→ Supplied material:
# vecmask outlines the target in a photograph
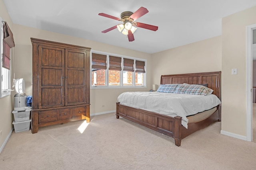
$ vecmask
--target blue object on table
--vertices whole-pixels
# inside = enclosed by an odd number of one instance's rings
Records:
[[[32,106],[32,96],[27,96],[27,106]]]

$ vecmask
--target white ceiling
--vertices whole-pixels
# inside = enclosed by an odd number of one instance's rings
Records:
[[[222,18],[256,6],[255,0],[3,0],[14,23],[153,53],[221,35]],[[136,21],[158,27],[138,27],[129,42],[117,29],[124,11],[149,12]]]

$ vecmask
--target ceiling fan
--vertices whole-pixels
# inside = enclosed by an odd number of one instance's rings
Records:
[[[105,13],[99,13],[99,15],[114,20],[122,21],[124,23],[117,25],[101,31],[102,33],[106,33],[116,28],[118,31],[123,34],[127,35],[129,41],[132,41],[134,40],[133,33],[137,29],[137,27],[140,27],[150,30],[156,31],[158,29],[156,26],[143,23],[140,22],[135,22],[135,21],[148,12],[146,8],[140,7],[134,13],[126,11],[121,14],[121,19]]]

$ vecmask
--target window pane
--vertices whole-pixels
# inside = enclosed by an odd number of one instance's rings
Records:
[[[135,85],[144,85],[144,73],[140,72],[135,73]]]
[[[124,86],[132,86],[133,72],[123,72],[123,84]]]
[[[106,70],[92,69],[92,85],[106,86]]]
[[[4,95],[5,93],[9,92],[6,90],[10,89],[10,70],[2,68],[2,95]]]
[[[120,71],[108,70],[108,85],[120,86]]]

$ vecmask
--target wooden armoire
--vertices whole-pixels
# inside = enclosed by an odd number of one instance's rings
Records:
[[[32,124],[90,122],[90,48],[31,38]]]

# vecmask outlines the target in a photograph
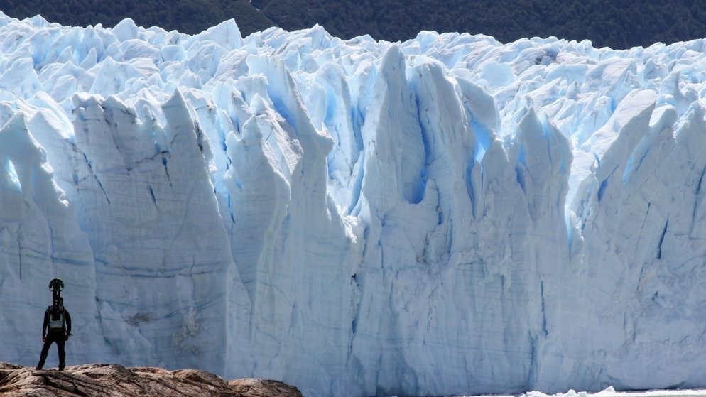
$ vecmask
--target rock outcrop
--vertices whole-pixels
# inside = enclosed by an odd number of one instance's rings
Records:
[[[37,371],[0,362],[0,395],[4,397],[168,396],[173,397],[302,397],[294,386],[266,379],[226,381],[196,369],[168,371],[92,364],[65,371]]]

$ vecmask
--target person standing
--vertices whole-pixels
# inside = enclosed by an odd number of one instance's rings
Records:
[[[64,308],[64,298],[60,296],[60,291],[64,288],[64,283],[55,278],[49,283],[49,288],[53,292],[52,305],[44,312],[44,323],[42,325],[42,353],[39,357],[39,364],[36,369],[41,369],[49,354],[51,344],[56,343],[59,351],[59,371],[63,371],[66,366],[66,352],[64,345],[71,335],[71,316],[69,311]]]

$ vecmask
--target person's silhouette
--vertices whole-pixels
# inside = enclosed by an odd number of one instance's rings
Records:
[[[42,341],[44,346],[39,357],[39,364],[36,369],[41,369],[49,354],[49,347],[52,343],[56,342],[59,350],[59,371],[63,371],[66,366],[66,352],[64,344],[69,339],[71,335],[71,316],[69,311],[64,308],[64,299],[60,296],[64,283],[58,278],[55,278],[49,283],[49,288],[53,292],[53,302],[51,306],[44,312],[44,323],[42,325]]]

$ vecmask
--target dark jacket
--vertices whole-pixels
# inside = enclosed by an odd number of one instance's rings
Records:
[[[66,333],[66,334],[71,333],[71,316],[69,315],[69,311],[67,310],[65,308],[62,307],[61,310],[64,311],[64,323],[66,326],[65,329],[61,331],[51,331],[48,330],[49,328],[50,317],[51,316],[51,313],[53,311],[53,307],[49,306],[49,308],[47,309],[47,311],[44,312],[44,325],[42,325],[43,337],[47,334],[47,331],[55,333],[59,333],[59,332]]]

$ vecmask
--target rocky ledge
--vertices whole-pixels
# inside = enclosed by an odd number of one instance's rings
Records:
[[[277,381],[225,381],[195,369],[167,371],[112,364],[37,371],[0,362],[0,396],[12,397],[169,396],[178,397],[302,397],[297,388]]]

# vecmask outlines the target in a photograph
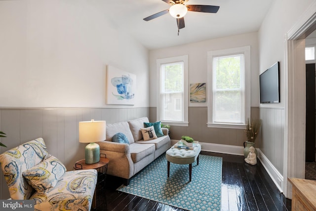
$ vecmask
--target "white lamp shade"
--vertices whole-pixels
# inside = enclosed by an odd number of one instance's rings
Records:
[[[79,122],[79,142],[81,143],[97,142],[106,139],[105,121]]]
[[[182,3],[173,4],[169,9],[169,13],[175,18],[181,18],[188,12],[187,7]]]

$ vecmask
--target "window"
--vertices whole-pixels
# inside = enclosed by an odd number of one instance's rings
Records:
[[[311,46],[305,47],[305,60],[315,60],[315,46]]]
[[[243,128],[250,116],[250,46],[209,51],[208,63],[208,127]]]
[[[157,119],[188,126],[188,55],[157,59]]]

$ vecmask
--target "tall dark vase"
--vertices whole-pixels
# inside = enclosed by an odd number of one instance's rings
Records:
[[[243,149],[243,155],[245,158],[248,157],[248,154],[249,154],[249,148],[250,147],[253,147],[255,148],[255,154],[256,154],[256,157],[258,157],[258,152],[257,152],[257,149],[255,147],[254,145],[254,142],[251,142],[249,141],[245,141],[243,142],[243,147],[244,148]]]

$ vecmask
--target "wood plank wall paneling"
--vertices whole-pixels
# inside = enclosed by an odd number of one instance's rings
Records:
[[[260,108],[262,143],[260,149],[279,172],[283,172],[285,111],[284,108]]]
[[[1,141],[8,147],[1,153],[23,143],[41,137],[48,153],[60,160],[68,170],[84,157],[86,144],[78,141],[79,123],[105,120],[107,123],[150,117],[149,108],[0,108],[0,130],[7,137]],[[0,170],[0,199],[10,198],[7,186]]]

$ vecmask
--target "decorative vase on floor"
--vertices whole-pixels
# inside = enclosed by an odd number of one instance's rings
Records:
[[[257,149],[256,149],[254,145],[254,142],[251,142],[249,141],[245,141],[243,142],[243,147],[244,148],[243,149],[243,155],[245,158],[248,157],[248,154],[249,154],[249,148],[250,147],[253,147],[255,148],[255,154],[256,154],[256,156],[258,157],[258,152],[257,152]]]

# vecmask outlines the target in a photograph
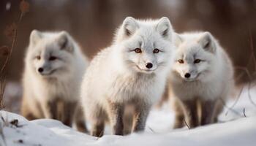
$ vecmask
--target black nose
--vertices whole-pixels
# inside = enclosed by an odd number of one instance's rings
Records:
[[[190,77],[190,74],[189,73],[186,73],[185,74],[185,77],[186,78],[189,78]]]
[[[151,63],[147,63],[146,64],[146,67],[148,68],[148,69],[151,69],[153,67],[153,64]]]
[[[42,67],[38,69],[39,72],[42,72],[43,71],[44,71],[44,69]]]

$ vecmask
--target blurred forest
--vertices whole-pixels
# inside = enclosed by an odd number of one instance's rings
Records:
[[[11,45],[4,31],[19,19],[20,0],[0,1],[0,46]],[[110,45],[116,28],[127,16],[166,16],[178,33],[208,31],[227,50],[239,82],[256,71],[256,0],[27,0],[29,12],[19,23],[17,42],[7,72],[20,82],[30,32],[66,30],[91,58]],[[2,58],[2,57],[1,57]],[[3,58],[0,59],[3,64]],[[248,69],[248,72],[246,71]]]

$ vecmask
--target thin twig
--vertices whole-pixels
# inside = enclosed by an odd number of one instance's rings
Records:
[[[244,116],[246,117],[246,115],[245,115],[245,108],[244,107],[244,110],[243,110],[243,113],[244,113]]]
[[[187,127],[190,130],[190,126],[189,126],[189,124],[187,123],[186,120],[184,120],[184,123],[186,124]]]

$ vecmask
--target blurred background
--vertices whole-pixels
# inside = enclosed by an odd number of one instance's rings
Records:
[[[159,18],[166,16],[178,33],[208,31],[227,51],[236,66],[238,83],[254,80],[256,0],[27,0],[20,23],[20,0],[0,1],[0,65],[12,46],[12,28],[18,26],[11,58],[1,75],[6,110],[19,112],[23,58],[33,29],[65,30],[90,58],[109,46],[116,28],[127,16]],[[15,24],[13,24],[15,22]],[[11,38],[10,38],[11,37]],[[7,55],[6,55],[7,54]],[[3,81],[4,80],[4,81]],[[3,85],[1,93],[3,93]]]

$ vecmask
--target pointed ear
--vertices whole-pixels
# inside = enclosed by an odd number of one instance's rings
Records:
[[[62,31],[60,32],[57,39],[61,50],[67,50],[69,52],[73,51],[73,46],[70,41],[71,38],[67,31]]]
[[[204,50],[211,53],[215,53],[215,42],[211,33],[208,31],[204,32],[197,42]]]
[[[30,34],[29,42],[31,45],[35,45],[42,38],[42,34],[40,31],[34,29]]]
[[[157,31],[164,38],[172,39],[173,26],[167,18],[162,18],[157,25]]]
[[[178,34],[173,33],[173,41],[175,46],[178,47],[184,40]]]
[[[136,31],[136,29],[139,28],[136,20],[132,17],[126,18],[122,26],[126,36],[132,35]]]

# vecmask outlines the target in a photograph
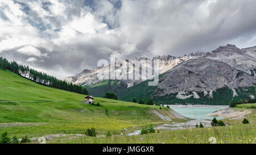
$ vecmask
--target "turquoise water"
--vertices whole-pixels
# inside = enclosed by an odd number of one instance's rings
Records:
[[[197,107],[172,107],[172,109],[186,118],[194,119],[209,119],[212,120],[214,117],[206,116],[209,113],[214,111],[222,110],[220,108],[197,108]],[[222,119],[223,118],[216,117],[217,119]]]

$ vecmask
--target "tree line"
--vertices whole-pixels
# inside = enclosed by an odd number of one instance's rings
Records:
[[[19,65],[15,61],[9,62],[6,58],[3,58],[2,57],[0,57],[0,68],[8,69],[22,77],[46,86],[85,95],[89,94],[88,91],[84,87],[59,80],[55,77],[31,69],[28,66]]]

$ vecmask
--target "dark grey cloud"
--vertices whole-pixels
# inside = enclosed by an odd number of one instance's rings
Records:
[[[0,56],[58,78],[100,59],[256,45],[254,0],[0,2]],[[27,52],[24,51],[27,50]]]

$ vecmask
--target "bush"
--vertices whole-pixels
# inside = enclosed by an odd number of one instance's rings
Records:
[[[218,126],[220,126],[220,127],[221,127],[221,126],[224,127],[224,126],[225,126],[225,123],[222,120],[218,120]]]
[[[243,124],[249,124],[250,122],[247,119],[244,119],[243,120]]]
[[[25,136],[25,137],[22,138],[20,143],[27,143],[30,142],[31,142],[31,140],[27,136]]]
[[[217,120],[216,118],[214,118],[212,122],[210,123],[210,124],[212,125],[212,126],[213,127],[217,127],[218,126],[218,121]]]
[[[196,123],[196,128],[199,128],[199,125],[197,124],[197,123]]]
[[[8,133],[7,132],[3,133],[0,139],[0,144],[10,144],[11,143],[11,140],[8,137]]]
[[[110,137],[112,136],[112,134],[111,134],[110,132],[109,131],[108,131],[107,133],[106,133],[106,137]]]
[[[141,104],[145,104],[145,102],[144,102],[144,100],[140,99],[138,103]]]
[[[217,126],[225,126],[225,123],[222,120],[217,120],[216,118],[214,118],[211,123],[212,126],[213,127],[217,127]]]
[[[105,98],[113,99],[115,100],[118,100],[117,95],[113,93],[106,92],[104,96]]]
[[[19,144],[19,141],[17,137],[16,136],[14,136],[13,137],[13,138],[11,140],[11,144]]]
[[[141,129],[141,135],[147,134],[148,133],[155,133],[155,130],[152,124],[149,127],[143,128]]]
[[[90,129],[87,129],[85,132],[85,135],[87,136],[96,137],[96,131],[94,128],[92,128]]]

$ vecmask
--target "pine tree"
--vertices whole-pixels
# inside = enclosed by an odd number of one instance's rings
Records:
[[[10,144],[11,143],[11,140],[8,137],[8,133],[7,132],[3,133],[0,139],[0,144]]]

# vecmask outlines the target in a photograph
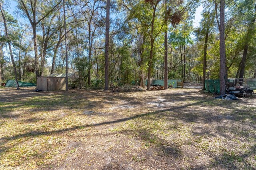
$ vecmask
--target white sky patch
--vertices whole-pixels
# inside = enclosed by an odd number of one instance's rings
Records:
[[[202,16],[201,15],[201,13],[203,11],[203,8],[202,5],[200,5],[198,7],[196,10],[196,13],[195,14],[195,18],[193,21],[193,26],[194,28],[198,27],[200,25],[200,21],[202,18]]]

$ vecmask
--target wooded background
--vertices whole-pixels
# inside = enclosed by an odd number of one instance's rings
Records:
[[[65,73],[63,2],[0,2],[1,80],[16,74],[34,83],[36,75]],[[194,28],[200,6],[202,19]],[[149,78],[164,78],[165,63],[168,79],[219,79],[220,52],[220,78],[256,78],[255,0],[67,0],[65,8],[67,68],[77,73],[80,88],[103,87],[105,80],[143,87]]]

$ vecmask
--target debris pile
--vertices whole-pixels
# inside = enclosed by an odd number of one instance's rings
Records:
[[[227,95],[218,96],[214,97],[215,99],[222,99],[223,100],[237,100],[238,97],[235,96],[233,94],[229,94]]]
[[[112,91],[112,92],[119,92],[120,91],[120,88],[118,86],[111,84],[110,87],[110,90]]]
[[[227,94],[232,94],[237,95],[246,96],[254,93],[254,91],[250,88],[246,83],[240,81],[237,86],[234,86],[230,83],[226,84]]]

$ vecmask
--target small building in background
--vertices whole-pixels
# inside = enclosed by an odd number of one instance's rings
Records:
[[[74,73],[68,74],[69,81],[75,81],[78,76]],[[56,91],[66,90],[66,74],[53,74],[49,76],[37,76],[38,91]]]

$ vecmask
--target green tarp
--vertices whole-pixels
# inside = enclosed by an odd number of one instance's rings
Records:
[[[234,79],[228,79],[228,81],[230,82],[234,82]],[[244,79],[243,80],[250,89],[256,89],[256,79]],[[205,88],[207,91],[212,93],[220,93],[220,79],[206,79],[204,81]]]
[[[220,80],[207,79],[204,81],[204,85],[207,91],[212,93],[220,93]]]
[[[31,83],[27,83],[23,81],[18,81],[20,87],[32,87],[36,86],[36,84]],[[8,80],[5,83],[5,87],[16,87],[16,81],[15,80]]]
[[[168,85],[172,85],[173,88],[177,88],[177,82],[181,81],[181,80],[177,79],[169,79],[168,80]],[[154,85],[159,85],[164,86],[164,80],[156,79],[154,80],[152,83]],[[148,81],[146,81],[146,85],[148,84]]]

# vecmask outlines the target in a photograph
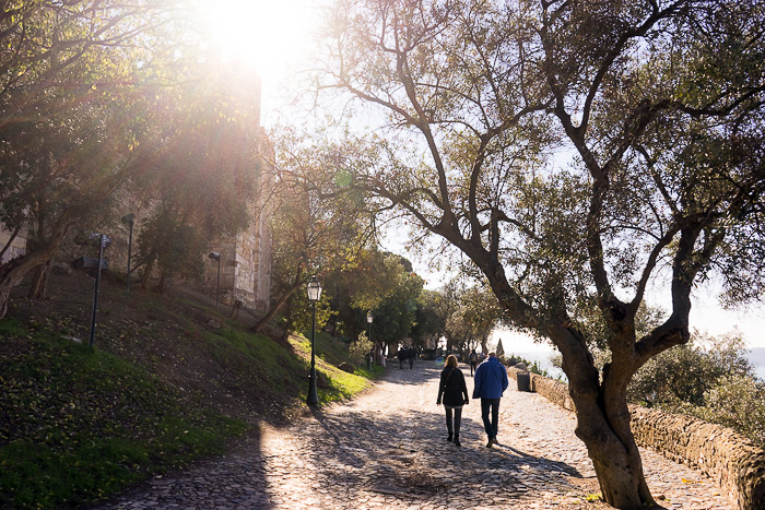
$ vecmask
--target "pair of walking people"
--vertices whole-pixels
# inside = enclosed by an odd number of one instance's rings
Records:
[[[489,357],[475,369],[473,380],[473,400],[481,399],[481,419],[489,437],[486,448],[492,448],[497,443],[499,399],[507,389],[507,371],[496,355],[489,353]],[[464,376],[454,355],[446,358],[446,366],[440,372],[436,405],[442,404],[442,398],[446,411],[447,440],[454,441],[459,447],[461,446],[459,432],[462,424],[462,405],[468,405],[470,401]]]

→ Short problem:
Rewrite every line from the start of the records through the line containing "[[[32,124],[90,122],[90,48],[31,38]]]", inclusive. Multiply each vertex coordinate in the answers by 2.35, round to whole numbers with halves rounded up, keep all other lines as they are, and leave the pictures out.

→ Answer to the problem:
# vecmask outlines the target in a photograph
$ vecmask
--target blue object on table
--vertices whole-pixels
# inside = enclosed by an odd number of one instance's rings
Records:
[[[75,249],[75,226],[63,226],[63,249]]]

$ vecmask
--target white ceiling
--vertices whole-pixels
# inside = enclosed by an odd number of one instance's rings
Records:
[[[522,42],[602,14],[599,0],[7,0],[33,54],[360,125],[519,82]],[[320,49],[371,63],[324,63],[303,99],[275,68],[291,26],[350,28]]]

$ vecmask
--target ceiling fan
--vertices whole-pixels
# inside = enclosed by an odd number of one instance's rings
Records:
[[[247,31],[233,31],[233,35],[268,47],[287,49],[291,54],[275,59],[237,73],[240,78],[249,78],[273,66],[277,73],[289,80],[298,82],[303,96],[310,96],[315,94],[313,78],[322,68],[322,63],[329,63],[353,71],[367,73],[371,68],[367,61],[336,54],[329,52],[317,52],[317,49],[348,28],[343,19],[329,16],[315,31],[296,26],[284,33],[284,45]]]

$ vecmask
--target window pane
--vertices whole-pixels
# inside = enclosed by an odd number of one instance's rings
Records:
[[[317,200],[338,200],[338,172],[329,169],[317,172]]]
[[[291,202],[310,202],[313,169],[289,169],[289,197]]]
[[[249,165],[216,162],[216,200],[249,202]]]
[[[9,223],[12,219],[21,216],[14,212],[24,209],[24,165],[5,160],[5,223]]]
[[[282,167],[254,165],[254,200],[282,202]]]

$ vecmask
--target wooden armoire
--vertices whole-pixels
# inside = enclosed by an odd number of one instance's rings
Records:
[[[75,291],[212,287],[212,113],[73,89]]]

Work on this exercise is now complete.